> [ÉNONCÉ]: Renvoyez tel quel le passage de l'article sur Eré Méla Méla qui va de « Une choré en » jusqu'à « hors du commun. » inclus.

━━━ TEXTE ━━━

Films made in Luxembourg

Une choré en stop motion

d'Lëtzebuerger Land du 11.12.2020

Eré Méla Méla est un Ovni. Un petit film semblable à aucun autre. Un film de danse, un « chorégra-film » expérimental, sans parole, sans vraiment de récit, mais avec une force émotive hors du commun.

Dans un appartement deux hommes dansent. Ils se frôlent, se touchent, s’enlacent, se repoussent aux rythmes de l’éthio-jazz de Mahmoud Ahmed. Eré Méla Méla est le titre de son album paru en 1975 et veut dire « Je cherche une solution ». Une musique entêtante et quasi-hypnotiques qui sert de base à la chorégraphie de Lionel Hoche – crédité en tant que co-auteur du film. Des gestes chaloupés que Lionel Hoche et David Drouard réalisent devant les caméras de Dan Wiroth et que le cinéaste luxembourgeois – dont Eré Méla Méla est la troisième réalisation d’animation après Crucy-Fiction et Fragile – décortique non pas à pas, mais image par image. Car Dan Wiroth est un professionnel du stop motion. Si le rôle du chorégraphe est de faire danser les hommes, celui du cinéaste est, dans ce cas, de faire danser les images et de créer ainsi sa propre chorégraphie, à partir de celle de Lionel Hoche (qui a notamment travaillé avec le Nederlands Dans Theater au tournant des années 1990). Chez lui, les humains dansent, bien sûr, mais les vêtements et les objets aussi ; et de la caméra fait de même.

━━━ LIGNES DE DONNÉES ━━━

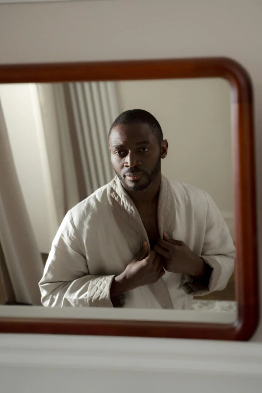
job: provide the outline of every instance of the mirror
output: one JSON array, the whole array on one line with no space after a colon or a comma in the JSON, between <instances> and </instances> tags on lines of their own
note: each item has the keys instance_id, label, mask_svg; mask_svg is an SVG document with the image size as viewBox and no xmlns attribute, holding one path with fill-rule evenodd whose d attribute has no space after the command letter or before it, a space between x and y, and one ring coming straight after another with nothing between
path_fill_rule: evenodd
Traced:
<instances>
[{"instance_id":1,"label":"mirror","mask_svg":"<svg viewBox=\"0 0 262 393\"><path fill-rule=\"evenodd\" d=\"M235 322L231 99L217 76L0 85L38 256L1 242L4 315Z\"/></svg>"}]
</instances>

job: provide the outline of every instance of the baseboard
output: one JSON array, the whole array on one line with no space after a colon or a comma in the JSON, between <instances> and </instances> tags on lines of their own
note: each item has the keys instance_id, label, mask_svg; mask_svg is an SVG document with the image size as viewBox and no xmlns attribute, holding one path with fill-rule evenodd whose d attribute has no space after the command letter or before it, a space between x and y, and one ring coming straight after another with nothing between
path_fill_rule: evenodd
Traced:
<instances>
[{"instance_id":1,"label":"baseboard","mask_svg":"<svg viewBox=\"0 0 262 393\"><path fill-rule=\"evenodd\" d=\"M0 335L2 367L255 377L262 343L131 337Z\"/></svg>"}]
</instances>

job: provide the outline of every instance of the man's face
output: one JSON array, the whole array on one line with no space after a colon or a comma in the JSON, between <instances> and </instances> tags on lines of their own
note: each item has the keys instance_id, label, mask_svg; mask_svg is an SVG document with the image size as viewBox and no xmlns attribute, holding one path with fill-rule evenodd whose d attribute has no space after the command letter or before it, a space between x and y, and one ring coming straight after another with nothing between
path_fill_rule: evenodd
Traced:
<instances>
[{"instance_id":1,"label":"man's face","mask_svg":"<svg viewBox=\"0 0 262 393\"><path fill-rule=\"evenodd\" d=\"M117 125L109 138L111 161L125 189L146 188L160 172L160 160L166 157L167 142L161 145L147 124Z\"/></svg>"}]
</instances>

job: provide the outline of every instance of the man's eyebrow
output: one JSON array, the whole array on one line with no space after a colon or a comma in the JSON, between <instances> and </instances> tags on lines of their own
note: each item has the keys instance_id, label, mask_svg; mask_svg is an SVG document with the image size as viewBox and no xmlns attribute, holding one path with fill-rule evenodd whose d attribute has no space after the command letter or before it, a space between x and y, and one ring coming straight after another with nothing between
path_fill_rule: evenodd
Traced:
<instances>
[{"instance_id":1,"label":"man's eyebrow","mask_svg":"<svg viewBox=\"0 0 262 393\"><path fill-rule=\"evenodd\" d=\"M113 145L113 147L114 148L123 148L124 147L124 145Z\"/></svg>"},{"instance_id":2,"label":"man's eyebrow","mask_svg":"<svg viewBox=\"0 0 262 393\"><path fill-rule=\"evenodd\" d=\"M135 144L136 146L138 146L138 145L150 145L150 141L148 141L148 140L146 140L145 141L141 141L139 142L137 142L136 144ZM113 148L115 149L116 148L124 148L124 145L113 145Z\"/></svg>"},{"instance_id":3,"label":"man's eyebrow","mask_svg":"<svg viewBox=\"0 0 262 393\"><path fill-rule=\"evenodd\" d=\"M135 145L149 145L150 142L148 140L141 141L140 142L137 142Z\"/></svg>"}]
</instances>

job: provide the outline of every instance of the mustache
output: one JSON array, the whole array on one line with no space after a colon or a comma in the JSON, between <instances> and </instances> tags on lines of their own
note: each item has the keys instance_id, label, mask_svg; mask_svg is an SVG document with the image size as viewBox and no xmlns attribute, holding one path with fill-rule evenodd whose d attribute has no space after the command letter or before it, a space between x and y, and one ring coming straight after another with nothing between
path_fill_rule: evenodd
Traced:
<instances>
[{"instance_id":1,"label":"mustache","mask_svg":"<svg viewBox=\"0 0 262 393\"><path fill-rule=\"evenodd\" d=\"M139 170L137 168L134 167L134 168L129 168L129 169L127 169L126 172L125 173L124 176L126 176L127 175L129 175L129 174L135 173L135 172L142 172L143 171L142 171L141 170Z\"/></svg>"}]
</instances>

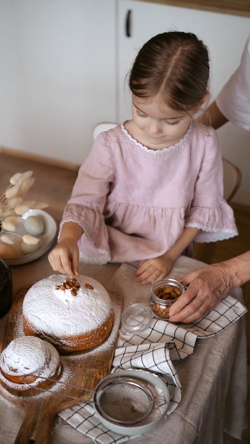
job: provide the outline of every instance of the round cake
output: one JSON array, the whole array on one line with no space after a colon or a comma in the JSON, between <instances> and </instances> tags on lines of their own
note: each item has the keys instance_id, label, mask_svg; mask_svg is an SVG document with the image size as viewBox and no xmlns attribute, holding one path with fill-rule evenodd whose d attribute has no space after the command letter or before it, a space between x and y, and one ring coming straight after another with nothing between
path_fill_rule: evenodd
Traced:
<instances>
[{"instance_id":1,"label":"round cake","mask_svg":"<svg viewBox=\"0 0 250 444\"><path fill-rule=\"evenodd\" d=\"M108 294L84 276L52 275L36 282L24 297L22 317L26 335L45 339L62 353L98 345L113 323Z\"/></svg>"},{"instance_id":2,"label":"round cake","mask_svg":"<svg viewBox=\"0 0 250 444\"><path fill-rule=\"evenodd\" d=\"M60 370L57 350L46 341L34 336L14 339L0 355L2 380L10 388L18 386L20 390L50 384L50 379L56 379Z\"/></svg>"}]
</instances>

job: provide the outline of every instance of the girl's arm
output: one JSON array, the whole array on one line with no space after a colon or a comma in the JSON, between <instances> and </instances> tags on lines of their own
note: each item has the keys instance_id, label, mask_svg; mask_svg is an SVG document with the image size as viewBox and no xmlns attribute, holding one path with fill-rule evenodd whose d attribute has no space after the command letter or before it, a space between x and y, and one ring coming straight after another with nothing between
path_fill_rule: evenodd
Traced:
<instances>
[{"instance_id":1,"label":"girl's arm","mask_svg":"<svg viewBox=\"0 0 250 444\"><path fill-rule=\"evenodd\" d=\"M76 222L64 224L58 244L48 256L48 261L54 271L70 277L79 276L78 242L83 233L82 229Z\"/></svg>"},{"instance_id":2,"label":"girl's arm","mask_svg":"<svg viewBox=\"0 0 250 444\"><path fill-rule=\"evenodd\" d=\"M136 272L136 280L142 284L152 284L164 279L168 274L174 262L194 240L198 228L186 227L176 243L162 256L142 261Z\"/></svg>"}]
</instances>

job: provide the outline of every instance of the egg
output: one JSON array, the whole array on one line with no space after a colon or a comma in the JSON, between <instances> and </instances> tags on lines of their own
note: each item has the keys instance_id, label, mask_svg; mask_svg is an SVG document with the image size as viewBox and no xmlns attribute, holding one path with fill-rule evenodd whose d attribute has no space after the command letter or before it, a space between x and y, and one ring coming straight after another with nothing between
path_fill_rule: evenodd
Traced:
<instances>
[{"instance_id":1,"label":"egg","mask_svg":"<svg viewBox=\"0 0 250 444\"><path fill-rule=\"evenodd\" d=\"M40 236L44 231L44 222L42 219L36 216L27 217L27 219L24 219L24 225L27 233L32 236Z\"/></svg>"},{"instance_id":2,"label":"egg","mask_svg":"<svg viewBox=\"0 0 250 444\"><path fill-rule=\"evenodd\" d=\"M26 244L24 242L21 242L20 244L21 251L22 254L30 254L30 253L34 253L38 250L41 248L40 242L36 244L36 245L31 245L29 244Z\"/></svg>"},{"instance_id":3,"label":"egg","mask_svg":"<svg viewBox=\"0 0 250 444\"><path fill-rule=\"evenodd\" d=\"M13 245L0 242L0 257L16 257L16 250Z\"/></svg>"}]
</instances>

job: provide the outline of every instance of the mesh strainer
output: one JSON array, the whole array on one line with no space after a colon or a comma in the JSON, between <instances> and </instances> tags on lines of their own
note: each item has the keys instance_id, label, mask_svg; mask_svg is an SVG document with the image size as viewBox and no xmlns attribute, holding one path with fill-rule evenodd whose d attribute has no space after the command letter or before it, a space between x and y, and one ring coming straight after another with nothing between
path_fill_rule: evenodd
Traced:
<instances>
[{"instance_id":1,"label":"mesh strainer","mask_svg":"<svg viewBox=\"0 0 250 444\"><path fill-rule=\"evenodd\" d=\"M41 378L40 376L38 377ZM26 378L24 379L24 384L32 388L42 392L49 392L56 396L76 399L80 402L82 401L80 398L52 392L46 388L32 386L26 382ZM94 404L96 412L104 420L118 425L130 426L137 424L146 418L154 409L164 406L167 402L163 395L162 397L156 397L153 394L152 390L154 388L154 386L136 376L120 376L116 374L109 375L99 383L95 390L60 381L55 381L50 378L42 379L54 383L56 382L64 386L70 386L80 389L82 391L91 392L94 395L93 399L90 402ZM160 404L156 402L156 400L160 401Z\"/></svg>"}]
</instances>

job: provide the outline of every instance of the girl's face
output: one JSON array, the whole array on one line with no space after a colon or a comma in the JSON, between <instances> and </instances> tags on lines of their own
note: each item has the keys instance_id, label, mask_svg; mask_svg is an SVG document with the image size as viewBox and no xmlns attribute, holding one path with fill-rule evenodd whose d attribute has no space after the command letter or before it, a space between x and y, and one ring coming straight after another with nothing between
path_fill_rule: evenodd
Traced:
<instances>
[{"instance_id":1,"label":"girl's face","mask_svg":"<svg viewBox=\"0 0 250 444\"><path fill-rule=\"evenodd\" d=\"M177 143L184 136L192 115L170 108L156 97L132 96L132 116L136 138L152 149L162 149Z\"/></svg>"}]
</instances>

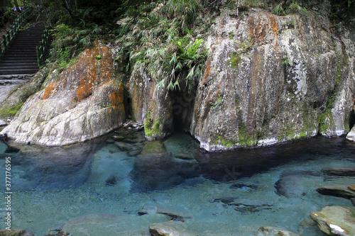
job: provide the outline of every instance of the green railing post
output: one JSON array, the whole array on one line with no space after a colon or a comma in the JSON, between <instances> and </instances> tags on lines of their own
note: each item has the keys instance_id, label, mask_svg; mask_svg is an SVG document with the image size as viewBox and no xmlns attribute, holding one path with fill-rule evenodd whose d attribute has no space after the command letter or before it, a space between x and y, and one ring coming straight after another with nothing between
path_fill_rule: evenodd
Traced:
<instances>
[{"instance_id":1,"label":"green railing post","mask_svg":"<svg viewBox=\"0 0 355 236\"><path fill-rule=\"evenodd\" d=\"M7 50L11 41L15 38L20 28L23 26L28 19L32 16L32 11L31 8L26 8L16 19L13 24L10 28L10 30L6 31L6 35L3 35L3 40L0 43L0 61L3 55Z\"/></svg>"},{"instance_id":2,"label":"green railing post","mask_svg":"<svg viewBox=\"0 0 355 236\"><path fill-rule=\"evenodd\" d=\"M37 52L37 64L38 64L38 67L40 67L40 50L38 47L36 47L36 51Z\"/></svg>"}]
</instances>

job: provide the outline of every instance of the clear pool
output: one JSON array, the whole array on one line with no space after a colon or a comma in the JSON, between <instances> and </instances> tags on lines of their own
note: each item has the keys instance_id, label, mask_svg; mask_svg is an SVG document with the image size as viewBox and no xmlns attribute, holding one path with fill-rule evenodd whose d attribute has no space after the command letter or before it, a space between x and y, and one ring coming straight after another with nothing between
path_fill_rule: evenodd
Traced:
<instances>
[{"instance_id":1,"label":"clear pool","mask_svg":"<svg viewBox=\"0 0 355 236\"><path fill-rule=\"evenodd\" d=\"M149 235L151 224L174 220L156 213L161 207L189 215L175 219L187 235L254 235L264 225L321 235L309 213L351 203L315 189L355 184L321 172L355 167L355 144L344 138L208 153L184 133L146 142L120 130L69 147L18 151L0 142L0 157L1 179L11 159L11 227L35 235L63 227L74 236ZM4 181L1 188L4 229Z\"/></svg>"}]
</instances>

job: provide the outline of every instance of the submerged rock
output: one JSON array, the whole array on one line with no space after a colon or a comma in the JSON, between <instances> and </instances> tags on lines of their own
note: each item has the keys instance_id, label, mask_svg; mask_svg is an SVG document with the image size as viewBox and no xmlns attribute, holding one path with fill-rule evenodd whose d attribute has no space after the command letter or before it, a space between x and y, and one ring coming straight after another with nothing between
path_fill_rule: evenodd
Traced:
<instances>
[{"instance_id":1,"label":"submerged rock","mask_svg":"<svg viewBox=\"0 0 355 236\"><path fill-rule=\"evenodd\" d=\"M164 222L149 225L153 236L196 236L197 232L190 230L179 221Z\"/></svg>"},{"instance_id":2,"label":"submerged rock","mask_svg":"<svg viewBox=\"0 0 355 236\"><path fill-rule=\"evenodd\" d=\"M300 236L293 232L275 227L263 226L256 232L256 236Z\"/></svg>"},{"instance_id":3,"label":"submerged rock","mask_svg":"<svg viewBox=\"0 0 355 236\"><path fill-rule=\"evenodd\" d=\"M4 121L2 120L0 120L0 127L6 126L6 125L7 125L7 123L6 123L5 121Z\"/></svg>"},{"instance_id":4,"label":"submerged rock","mask_svg":"<svg viewBox=\"0 0 355 236\"><path fill-rule=\"evenodd\" d=\"M326 206L310 213L320 230L327 235L355 235L355 208L346 206Z\"/></svg>"},{"instance_id":5,"label":"submerged rock","mask_svg":"<svg viewBox=\"0 0 355 236\"><path fill-rule=\"evenodd\" d=\"M349 133L346 135L346 138L351 141L355 142L355 126L351 128Z\"/></svg>"},{"instance_id":6,"label":"submerged rock","mask_svg":"<svg viewBox=\"0 0 355 236\"><path fill-rule=\"evenodd\" d=\"M62 230L72 235L146 235L151 224L165 222L166 216L88 214L67 221Z\"/></svg>"},{"instance_id":7,"label":"submerged rock","mask_svg":"<svg viewBox=\"0 0 355 236\"><path fill-rule=\"evenodd\" d=\"M322 172L329 175L339 176L355 176L355 168L351 167L329 167L322 169Z\"/></svg>"},{"instance_id":8,"label":"submerged rock","mask_svg":"<svg viewBox=\"0 0 355 236\"><path fill-rule=\"evenodd\" d=\"M317 189L317 191L324 195L331 195L350 199L355 198L355 191L347 186L324 186Z\"/></svg>"},{"instance_id":9,"label":"submerged rock","mask_svg":"<svg viewBox=\"0 0 355 236\"><path fill-rule=\"evenodd\" d=\"M283 173L275 183L276 194L286 198L300 197L307 194L309 191L303 182L312 182L317 177L322 178L319 174L313 172L295 171Z\"/></svg>"},{"instance_id":10,"label":"submerged rock","mask_svg":"<svg viewBox=\"0 0 355 236\"><path fill-rule=\"evenodd\" d=\"M160 206L158 207L157 213L169 215L173 218L190 218L194 216L191 211L174 206Z\"/></svg>"},{"instance_id":11,"label":"submerged rock","mask_svg":"<svg viewBox=\"0 0 355 236\"><path fill-rule=\"evenodd\" d=\"M11 229L0 230L0 236L35 236L35 235L25 230Z\"/></svg>"},{"instance_id":12,"label":"submerged rock","mask_svg":"<svg viewBox=\"0 0 355 236\"><path fill-rule=\"evenodd\" d=\"M101 60L95 57L99 55ZM81 142L120 127L125 120L124 87L113 75L109 48L85 50L46 87L32 96L1 133L16 142L48 146Z\"/></svg>"}]
</instances>

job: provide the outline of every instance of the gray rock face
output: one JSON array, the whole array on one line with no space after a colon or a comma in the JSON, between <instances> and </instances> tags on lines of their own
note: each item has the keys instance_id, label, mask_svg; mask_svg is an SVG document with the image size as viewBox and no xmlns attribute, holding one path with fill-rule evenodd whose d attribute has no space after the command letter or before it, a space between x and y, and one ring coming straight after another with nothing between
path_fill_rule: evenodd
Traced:
<instances>
[{"instance_id":1,"label":"gray rock face","mask_svg":"<svg viewBox=\"0 0 355 236\"><path fill-rule=\"evenodd\" d=\"M312 212L311 218L327 235L355 235L355 208L346 206L326 206Z\"/></svg>"},{"instance_id":2,"label":"gray rock face","mask_svg":"<svg viewBox=\"0 0 355 236\"><path fill-rule=\"evenodd\" d=\"M180 128L215 151L349 132L354 33L344 28L332 38L322 12L251 9L236 17L224 8L204 38L209 55L195 91L168 92L136 67L130 93L136 120L149 125L147 137ZM177 94L192 98L181 117L173 113Z\"/></svg>"},{"instance_id":3,"label":"gray rock face","mask_svg":"<svg viewBox=\"0 0 355 236\"><path fill-rule=\"evenodd\" d=\"M32 232L25 230L1 230L0 236L35 236Z\"/></svg>"},{"instance_id":4,"label":"gray rock face","mask_svg":"<svg viewBox=\"0 0 355 236\"><path fill-rule=\"evenodd\" d=\"M309 13L280 17L256 10L234 18L226 10L217 19L190 127L203 148L261 146L317 133L337 83L338 52L322 29L329 22ZM345 94L349 103L352 94ZM220 108L212 109L209 102L219 97ZM345 114L337 116L344 120ZM344 133L344 125L332 132Z\"/></svg>"},{"instance_id":5,"label":"gray rock face","mask_svg":"<svg viewBox=\"0 0 355 236\"><path fill-rule=\"evenodd\" d=\"M97 55L101 60L97 60ZM2 131L16 142L48 146L84 142L122 125L124 86L113 77L107 47L86 50L62 73L55 70L45 89L32 96Z\"/></svg>"}]
</instances>

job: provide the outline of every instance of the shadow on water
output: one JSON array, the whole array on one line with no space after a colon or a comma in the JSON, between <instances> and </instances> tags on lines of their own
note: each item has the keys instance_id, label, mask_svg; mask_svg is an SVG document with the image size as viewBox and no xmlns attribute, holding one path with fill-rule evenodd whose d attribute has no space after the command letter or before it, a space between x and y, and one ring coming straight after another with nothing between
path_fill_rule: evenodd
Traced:
<instances>
[{"instance_id":1,"label":"shadow on water","mask_svg":"<svg viewBox=\"0 0 355 236\"><path fill-rule=\"evenodd\" d=\"M183 133L175 134L165 141L145 142L141 142L140 135L136 136L134 138L140 140L141 142L137 142L139 145L133 146L133 137L126 138L126 141L129 141L127 143L130 146L136 147L134 152L139 154L133 156L129 154L133 153L131 150L126 150L126 157L122 157L132 160L122 162L133 165L122 167L132 169L129 176L122 176L131 181L131 192L163 190L187 182L194 184L192 180L200 176L217 181L230 181L291 162L301 163L318 158L319 155L337 154L340 158L355 161L355 145L344 138L331 140L316 137L269 147L204 152L200 150L195 140ZM1 156L12 157L14 191L77 188L90 176L92 162L96 158L94 154L99 148L105 148L106 140L97 139L67 147L23 146L17 153ZM142 147L136 150L137 147ZM342 154L343 150L346 153ZM121 158L122 152L120 153L116 157L112 154L114 159ZM102 184L114 186L119 180L113 176Z\"/></svg>"},{"instance_id":2,"label":"shadow on water","mask_svg":"<svg viewBox=\"0 0 355 236\"><path fill-rule=\"evenodd\" d=\"M13 191L60 190L85 182L97 147L97 141L64 147L24 145L16 153L1 156L12 156Z\"/></svg>"},{"instance_id":3,"label":"shadow on water","mask_svg":"<svg viewBox=\"0 0 355 236\"><path fill-rule=\"evenodd\" d=\"M273 147L239 150L225 152L201 152L196 157L205 178L229 181L290 162L311 160L317 156L330 156L346 147L355 161L355 145L344 138L329 139L322 136Z\"/></svg>"}]
</instances>

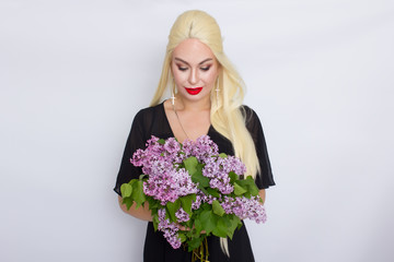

━━━

> [RÉPONSE]:
Une choré en stop motion

d'Lëtzebuerger Land du 11.12.2020

Eré Méla Méla est un Ovni. Un petit film semblable à aucun autre. Un film de danse, un « chorégra-film » expérimental, sans parole, sans vraiment de récit, mais avec une force émotive hors du commun.